(Picture region annotation records)
::::

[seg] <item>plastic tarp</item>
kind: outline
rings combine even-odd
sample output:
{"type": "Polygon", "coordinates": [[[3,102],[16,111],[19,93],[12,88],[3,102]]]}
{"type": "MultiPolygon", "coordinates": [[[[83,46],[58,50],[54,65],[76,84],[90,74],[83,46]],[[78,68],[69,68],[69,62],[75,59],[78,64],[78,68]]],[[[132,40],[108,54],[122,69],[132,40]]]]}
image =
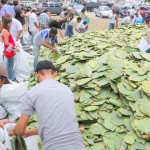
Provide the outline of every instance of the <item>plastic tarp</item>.
{"type": "MultiPolygon", "coordinates": [[[[2,128],[0,128],[0,137],[3,140],[3,141],[0,141],[0,143],[3,143],[5,145],[5,147],[9,150],[12,150],[12,146],[11,146],[11,142],[10,142],[12,137],[10,137],[8,134],[9,134],[9,130],[11,128],[13,128],[14,126],[15,126],[15,124],[8,123],[4,126],[4,130],[2,128]]],[[[38,142],[37,142],[36,136],[30,136],[28,138],[25,138],[24,140],[25,140],[25,143],[27,146],[27,150],[38,150],[38,142]]]]}

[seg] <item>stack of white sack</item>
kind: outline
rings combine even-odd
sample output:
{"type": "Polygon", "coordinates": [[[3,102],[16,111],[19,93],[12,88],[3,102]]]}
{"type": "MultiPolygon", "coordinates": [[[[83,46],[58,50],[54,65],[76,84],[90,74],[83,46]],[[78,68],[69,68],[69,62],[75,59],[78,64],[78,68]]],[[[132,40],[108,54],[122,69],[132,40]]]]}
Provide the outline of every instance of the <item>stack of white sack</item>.
{"type": "Polygon", "coordinates": [[[20,117],[22,101],[26,99],[28,82],[5,84],[0,89],[0,119],[14,121],[20,117]]]}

::::

Description of the task
Please quote all of the records above word for word, omitting the pictures.

The response
[seg] <item>plastic tarp</item>
kind: outline
rings combine even-odd
sample output:
{"type": "Polygon", "coordinates": [[[3,102],[16,111],[19,93],[12,88],[3,102]]]}
{"type": "MultiPolygon", "coordinates": [[[[83,46],[58,50],[54,65],[76,84],[90,74],[83,46]],[[78,68],[69,68],[69,62],[75,59],[78,64],[78,68]]],[[[132,40],[108,54],[122,69],[132,40]]]]}
image =
Provide the outline of every instance of the <item>plastic tarp</item>.
{"type": "MultiPolygon", "coordinates": [[[[2,128],[0,128],[0,137],[3,140],[3,141],[0,141],[0,143],[3,143],[5,145],[5,147],[9,150],[12,150],[12,146],[11,146],[11,142],[10,142],[12,137],[10,137],[8,134],[9,134],[9,130],[11,128],[13,128],[14,126],[15,126],[15,124],[8,123],[4,126],[4,130],[2,128]]],[[[38,142],[37,142],[36,136],[30,136],[28,138],[25,138],[24,140],[25,140],[25,143],[27,146],[27,150],[38,150],[38,142]]]]}

[seg] <item>stack of white sack</item>
kind: outline
rings combine even-odd
sample output:
{"type": "Polygon", "coordinates": [[[3,102],[16,111],[19,93],[12,88],[3,102]]]}
{"type": "MultiPolygon", "coordinates": [[[[83,46],[58,50],[54,65],[76,84],[90,74],[83,46]],[[78,68],[69,68],[69,62],[75,59],[78,64],[78,68]]],[[[132,40],[108,54],[122,69],[132,40]]]]}
Provide the outline of every instance of the <item>stack of white sack</item>.
{"type": "Polygon", "coordinates": [[[20,117],[22,101],[26,99],[28,82],[5,84],[0,89],[0,119],[14,121],[20,117]]]}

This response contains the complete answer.